[GIVEN PROBLEM] Pick out every line in the entries below that contains the string "blue", and copy each one. Case counts.

[TASK INPUTS]

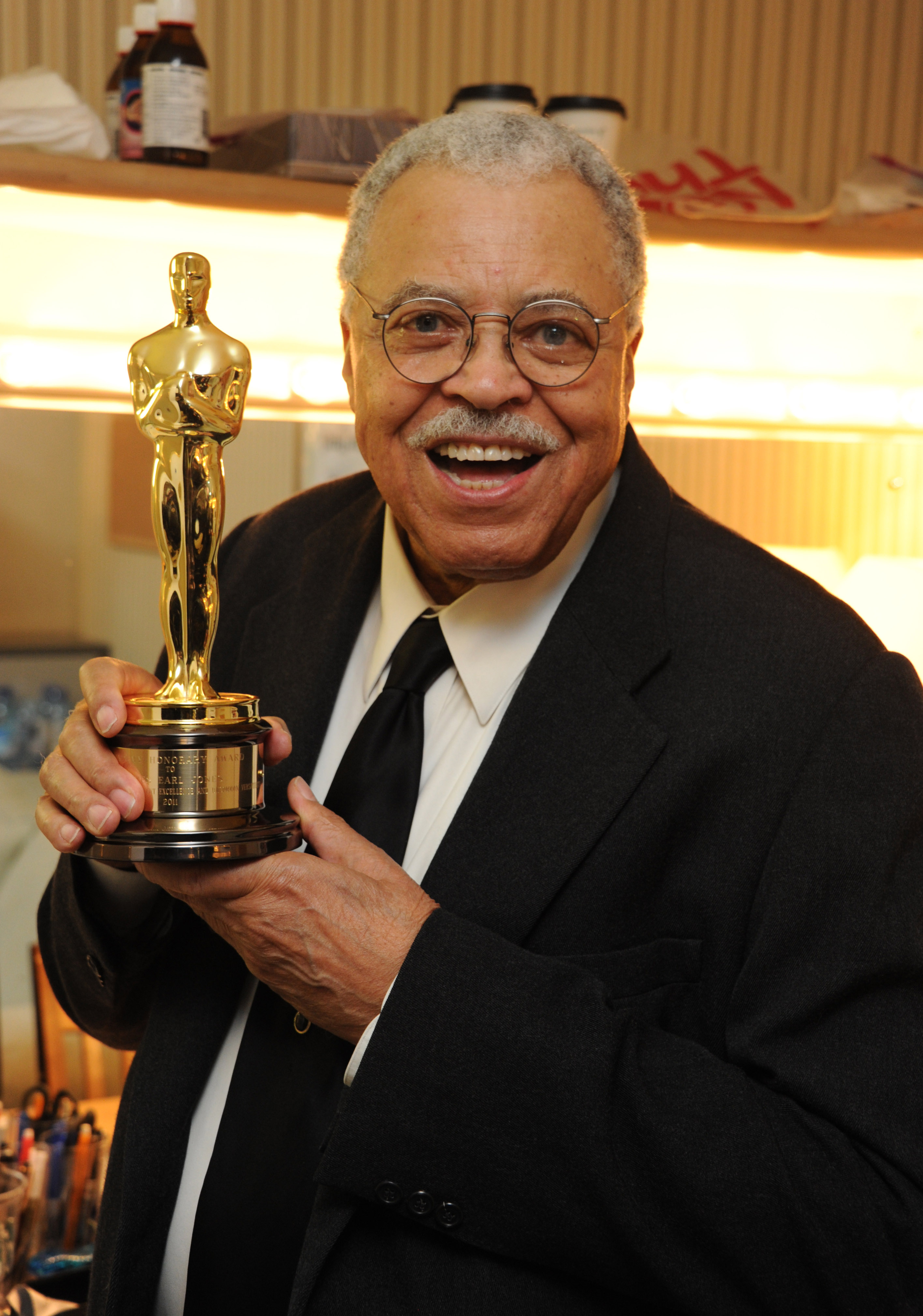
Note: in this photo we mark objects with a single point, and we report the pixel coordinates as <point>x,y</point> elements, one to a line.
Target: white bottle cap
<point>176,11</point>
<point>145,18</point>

==

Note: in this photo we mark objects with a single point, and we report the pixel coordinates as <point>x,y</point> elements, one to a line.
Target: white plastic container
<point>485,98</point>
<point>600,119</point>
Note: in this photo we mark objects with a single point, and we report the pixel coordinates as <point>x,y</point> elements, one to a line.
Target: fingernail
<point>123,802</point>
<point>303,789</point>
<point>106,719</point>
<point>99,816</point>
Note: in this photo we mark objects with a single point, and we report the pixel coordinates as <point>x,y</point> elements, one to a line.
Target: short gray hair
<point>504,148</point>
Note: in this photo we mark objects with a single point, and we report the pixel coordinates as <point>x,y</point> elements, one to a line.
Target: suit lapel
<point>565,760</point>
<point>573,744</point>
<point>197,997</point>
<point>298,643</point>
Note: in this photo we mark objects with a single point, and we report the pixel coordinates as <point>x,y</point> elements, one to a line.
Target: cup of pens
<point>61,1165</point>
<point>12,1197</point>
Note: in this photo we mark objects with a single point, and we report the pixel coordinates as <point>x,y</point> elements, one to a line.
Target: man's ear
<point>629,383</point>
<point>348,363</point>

==

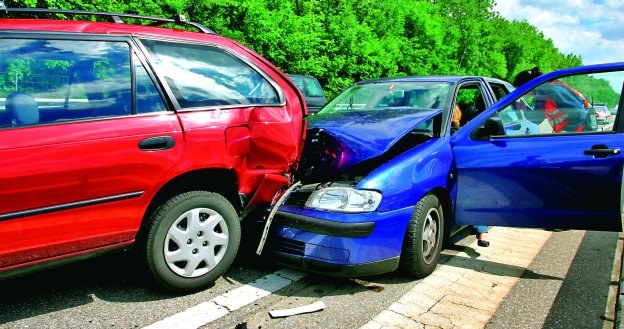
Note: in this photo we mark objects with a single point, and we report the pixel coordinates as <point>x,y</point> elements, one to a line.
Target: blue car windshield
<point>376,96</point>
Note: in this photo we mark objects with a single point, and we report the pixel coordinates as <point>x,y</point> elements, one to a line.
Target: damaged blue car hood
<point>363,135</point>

[ANSWER TO THE EXERCISE]
Target: blue car windshield
Target: damaged blue car hood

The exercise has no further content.